_INPUT_:
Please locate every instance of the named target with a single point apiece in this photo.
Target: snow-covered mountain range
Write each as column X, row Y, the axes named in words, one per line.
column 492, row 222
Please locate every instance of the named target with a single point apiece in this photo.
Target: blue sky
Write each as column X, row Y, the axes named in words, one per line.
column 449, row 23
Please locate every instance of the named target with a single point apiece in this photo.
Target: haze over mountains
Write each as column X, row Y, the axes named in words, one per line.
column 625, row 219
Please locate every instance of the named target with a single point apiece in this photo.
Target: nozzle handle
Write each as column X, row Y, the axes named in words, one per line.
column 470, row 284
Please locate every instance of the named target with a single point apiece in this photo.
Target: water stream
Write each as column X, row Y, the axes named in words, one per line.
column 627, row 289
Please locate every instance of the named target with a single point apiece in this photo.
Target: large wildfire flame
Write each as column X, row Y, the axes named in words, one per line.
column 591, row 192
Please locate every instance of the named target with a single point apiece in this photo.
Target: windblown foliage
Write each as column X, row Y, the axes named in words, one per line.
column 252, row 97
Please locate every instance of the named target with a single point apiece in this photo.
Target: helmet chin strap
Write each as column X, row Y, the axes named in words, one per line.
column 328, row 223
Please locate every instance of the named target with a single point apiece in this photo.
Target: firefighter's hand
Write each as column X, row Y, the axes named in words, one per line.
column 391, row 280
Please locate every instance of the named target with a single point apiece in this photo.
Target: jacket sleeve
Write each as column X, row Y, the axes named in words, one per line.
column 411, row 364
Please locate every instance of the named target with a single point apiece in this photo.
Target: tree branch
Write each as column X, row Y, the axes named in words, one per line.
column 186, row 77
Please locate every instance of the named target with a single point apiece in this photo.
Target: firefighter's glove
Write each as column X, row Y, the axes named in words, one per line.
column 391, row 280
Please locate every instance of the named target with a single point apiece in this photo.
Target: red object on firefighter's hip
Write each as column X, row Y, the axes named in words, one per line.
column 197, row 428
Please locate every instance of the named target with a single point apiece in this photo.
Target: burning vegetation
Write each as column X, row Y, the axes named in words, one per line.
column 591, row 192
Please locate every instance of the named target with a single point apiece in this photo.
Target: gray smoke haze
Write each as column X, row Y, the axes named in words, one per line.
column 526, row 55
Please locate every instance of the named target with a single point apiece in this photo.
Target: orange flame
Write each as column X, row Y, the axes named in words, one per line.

_WORK REQUIRED_:
Present every line of the items above as a Markdown table with two columns, Number and Line, giving each row a number and leaving out blank lines.

_EXPECTED ANSWER_:
| Number | Line |
|---|---|
| 1 | Please locate every instance of the named target with a single point apiece in this photo. |
| 2 | Target: snow-covered mountain range |
| 3 | Write each as column X, row Y, the axes named in words, one per line. |
| 4 | column 492, row 222 |
| 5 | Please locate every instance of the named target with a single point apiece in this photo. |
| 6 | Target: blue sky |
| 7 | Write each as column X, row Y, the axes named in words, one per line. |
| 8 | column 449, row 23 |
| 9 | Please locate every instance of the named target with a single point apiece in this photo. |
| 10 | Target: haze over mountains |
| 11 | Write each as column X, row Y, the axes named in words, one per line. |
| 12 | column 625, row 219 |
| 13 | Please locate every instance of the named target with a single point apiece in this photo. |
| 14 | Target: nozzle handle |
| 15 | Write each as column X, row Y, the axes named in words, one per line. |
| 16 | column 470, row 284 |
| 17 | Please locate every instance of the named target with a single point apiece in this photo. |
| 18 | Target: water stream |
| 19 | Write each as column X, row Y, the axes named in words, one per line. |
| 20 | column 627, row 289 |
| 21 | Please locate every instance of the named target with a single point apiece in this photo. |
| 22 | Target: large wildfire flame |
| 23 | Write each as column X, row Y, the axes named in words, one per line. |
| 24 | column 591, row 192 |
| 25 | Please locate every instance of the named target with a single point apiece in this photo. |
| 26 | Target: windblown foliage |
| 27 | Write each as column X, row Y, the axes named in words, one per line. |
| 28 | column 252, row 97 |
| 29 | Please locate every instance of the named target with a single point apiece in this photo. |
| 30 | Target: helmet chin strap |
| 31 | Write each as column X, row Y, the axes named in words, one per line. |
| 32 | column 328, row 223 |
| 33 | Please locate every instance of the named target with a single point apiece in this photo. |
| 34 | Target: firefighter's hand |
| 35 | Write each as column X, row Y, the axes named in words, one per line. |
| 36 | column 391, row 280 |
| 37 | Please locate every instance of the named target with a single point apiece in this photo. |
| 38 | Target: jacket sleeve |
| 39 | Write each as column X, row Y, the axes named in words, one per line. |
| 40 | column 411, row 364 |
| 41 | Please locate every instance of the named target with a single point apiece in this photo. |
| 42 | Target: tree branch |
| 43 | Write each as column X, row Y, the axes named in words, one per line. |
| 44 | column 186, row 77 |
| 45 | Please locate every instance of the named target with a single point apiece in this photo. |
| 46 | Target: firefighter's glove |
| 47 | Write each as column X, row Y, the axes named in words, one per line. |
| 48 | column 391, row 280 |
| 49 | Please locate every instance of the named target with a single point apiece in this photo. |
| 50 | Target: red object on firefighter's hip |
| 51 | Write each as column X, row Y, the axes named in words, one per line. |
| 52 | column 197, row 428 |
| 53 | Please locate every instance of the named target with a single point apiece in this photo. |
| 54 | Target: burning vegetation |
| 55 | Write each as column X, row Y, the axes named in words, one per line. |
| 56 | column 591, row 192 |
| 57 | Please locate every instance of the named target with a single point apiece in this photo. |
| 58 | Target: gray smoke haze |
| 59 | Write each as column X, row Y, the axes named in words, one per line. |
| 60 | column 526, row 55 |
| 61 | Please locate every instance of the named target with a single point apiece in this photo. |
| 62 | Target: orange flame |
| 63 | Write each as column X, row Y, the axes named in words, one per line. |